▸ Listed entries:
※ ※ ※

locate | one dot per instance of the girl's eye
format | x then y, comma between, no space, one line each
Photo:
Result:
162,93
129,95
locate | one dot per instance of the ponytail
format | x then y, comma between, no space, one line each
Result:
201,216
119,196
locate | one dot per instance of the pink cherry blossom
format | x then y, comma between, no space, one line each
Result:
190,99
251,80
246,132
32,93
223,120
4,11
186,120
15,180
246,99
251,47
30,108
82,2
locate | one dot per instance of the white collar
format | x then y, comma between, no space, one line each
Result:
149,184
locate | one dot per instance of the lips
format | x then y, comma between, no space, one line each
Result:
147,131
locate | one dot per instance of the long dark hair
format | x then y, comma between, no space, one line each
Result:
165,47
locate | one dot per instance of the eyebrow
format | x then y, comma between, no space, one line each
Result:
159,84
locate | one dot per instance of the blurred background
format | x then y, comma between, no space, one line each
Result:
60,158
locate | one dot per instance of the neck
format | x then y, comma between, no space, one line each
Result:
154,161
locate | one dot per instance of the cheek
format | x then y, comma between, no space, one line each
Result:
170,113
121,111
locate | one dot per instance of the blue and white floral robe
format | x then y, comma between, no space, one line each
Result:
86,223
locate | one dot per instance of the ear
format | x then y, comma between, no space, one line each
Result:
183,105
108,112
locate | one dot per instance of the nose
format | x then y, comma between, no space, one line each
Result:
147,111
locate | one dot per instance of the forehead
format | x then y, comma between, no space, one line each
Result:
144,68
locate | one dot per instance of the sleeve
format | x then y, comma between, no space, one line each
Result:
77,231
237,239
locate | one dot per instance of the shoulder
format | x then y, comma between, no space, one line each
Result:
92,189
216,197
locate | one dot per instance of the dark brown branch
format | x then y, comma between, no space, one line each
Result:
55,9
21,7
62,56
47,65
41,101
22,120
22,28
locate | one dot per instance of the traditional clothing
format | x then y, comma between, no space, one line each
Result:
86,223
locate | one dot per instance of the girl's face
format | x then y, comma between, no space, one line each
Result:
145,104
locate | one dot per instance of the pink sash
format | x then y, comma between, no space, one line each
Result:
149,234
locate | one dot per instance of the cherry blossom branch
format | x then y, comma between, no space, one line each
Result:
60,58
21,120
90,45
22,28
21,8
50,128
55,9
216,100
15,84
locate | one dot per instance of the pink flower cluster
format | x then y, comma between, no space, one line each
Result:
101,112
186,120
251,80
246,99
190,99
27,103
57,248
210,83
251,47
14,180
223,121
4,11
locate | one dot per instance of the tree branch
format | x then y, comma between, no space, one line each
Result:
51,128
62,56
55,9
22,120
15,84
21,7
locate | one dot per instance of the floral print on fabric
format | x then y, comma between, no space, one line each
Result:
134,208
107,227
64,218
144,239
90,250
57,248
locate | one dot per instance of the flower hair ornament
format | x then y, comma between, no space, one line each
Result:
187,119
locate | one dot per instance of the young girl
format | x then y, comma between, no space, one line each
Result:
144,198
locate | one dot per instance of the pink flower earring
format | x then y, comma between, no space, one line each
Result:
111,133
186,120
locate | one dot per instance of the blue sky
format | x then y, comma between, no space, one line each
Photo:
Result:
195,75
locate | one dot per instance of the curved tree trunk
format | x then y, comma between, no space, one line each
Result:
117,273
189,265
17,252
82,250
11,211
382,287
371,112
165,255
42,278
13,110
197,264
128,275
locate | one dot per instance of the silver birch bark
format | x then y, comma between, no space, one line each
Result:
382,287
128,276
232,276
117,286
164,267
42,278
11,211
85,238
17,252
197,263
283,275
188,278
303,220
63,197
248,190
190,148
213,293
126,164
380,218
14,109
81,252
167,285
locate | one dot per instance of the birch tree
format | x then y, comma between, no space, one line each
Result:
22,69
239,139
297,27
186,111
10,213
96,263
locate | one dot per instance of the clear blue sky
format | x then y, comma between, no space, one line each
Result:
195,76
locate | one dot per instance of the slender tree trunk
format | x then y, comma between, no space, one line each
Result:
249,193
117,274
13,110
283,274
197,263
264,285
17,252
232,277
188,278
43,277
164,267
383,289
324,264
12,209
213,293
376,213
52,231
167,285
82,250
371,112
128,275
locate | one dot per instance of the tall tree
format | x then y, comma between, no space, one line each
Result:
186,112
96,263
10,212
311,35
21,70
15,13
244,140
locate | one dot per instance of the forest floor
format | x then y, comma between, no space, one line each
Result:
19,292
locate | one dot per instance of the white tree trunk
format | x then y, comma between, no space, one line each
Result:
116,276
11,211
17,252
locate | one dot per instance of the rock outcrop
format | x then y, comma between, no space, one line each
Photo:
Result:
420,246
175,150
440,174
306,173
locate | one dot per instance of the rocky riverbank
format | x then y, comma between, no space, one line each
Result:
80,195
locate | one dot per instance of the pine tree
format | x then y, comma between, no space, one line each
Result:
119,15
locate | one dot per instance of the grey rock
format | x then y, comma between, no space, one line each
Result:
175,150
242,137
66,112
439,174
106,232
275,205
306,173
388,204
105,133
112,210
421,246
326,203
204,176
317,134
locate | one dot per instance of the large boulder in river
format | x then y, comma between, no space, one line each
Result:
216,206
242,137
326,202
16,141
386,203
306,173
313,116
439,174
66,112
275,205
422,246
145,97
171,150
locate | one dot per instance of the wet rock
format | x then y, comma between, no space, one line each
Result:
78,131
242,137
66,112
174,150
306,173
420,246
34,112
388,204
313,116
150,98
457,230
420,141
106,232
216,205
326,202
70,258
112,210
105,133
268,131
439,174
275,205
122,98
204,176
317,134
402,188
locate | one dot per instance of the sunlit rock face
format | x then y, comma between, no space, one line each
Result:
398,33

※ ※ ※

▸ Challenge: Write out the lines above, starting at the line that contains "locate | one dot per instance of the clear" and ending with the final line, and nothing else; copy them exactly.

▸ Written answer:
locate | one dot per instance of the clear blue sky
format | x then y, comma between, no space, one line each
Result:
195,76
locate | one dot per instance of the slender tree trunk
format | x then y, comma between, no space, one line each
Result:
249,193
117,274
13,110
283,274
197,263
264,285
17,252
232,277
188,278
43,277
164,267
383,289
324,264
12,209
213,293
376,213
52,231
167,285
82,250
371,112
128,275
locate | one dot per instance of the tall tree
format | x then y, comma between, no space, one line each
Result:
186,112
96,263
10,212
311,35
21,70
15,13
244,140
locate | one dot per instance of the forest floor
format | x then y, comma between, no space, one line each
Result:
19,292
locate | one dot per instance of the white tree trunk
format | x then y, comma between, no space, one line each
Result:
116,276
11,211
17,252
locate | one dot per instance of the rock outcrop
format | x then y, comma between, no space, one line each
Photo:
Result:
420,246
175,150
440,174
306,173
locate | one dot per instance of the rocky riverbank
format | x then y, comma between, no space, one line each
Result:
80,195
locate | one dot per instance of the pine tree
format | x then y, comma between, no space, one line each
Result:
119,15
locate | one dot per instance of the grey rock
format | x then y, comma between, no space, one line each
Result:
175,150
242,137
66,112
439,174
106,232
275,205
306,173
388,204
105,133
112,210
421,246
326,203
204,176
317,134
locate | one dot per instance of the large boulder in river
format | x then y, comma between, no space, one line each
Result:
216,206
242,137
326,202
16,141
386,203
306,173
313,116
439,174
66,112
275,205
422,246
145,97
171,150
locate | one dot per instance of the wet rock
format | x then y, comma between, no space, one line each
Result:
78,131
242,137
66,112
174,150
306,173
420,246
34,112
388,204
313,116
150,98
457,230
420,141
106,232
216,205
326,202
70,258
112,210
105,133
268,131
439,174
275,205
122,98
204,176
317,134
402,188
locate | one dot per instance of the sunlit rock face
format | x then y, comma between, no space, one line each
Result:
398,33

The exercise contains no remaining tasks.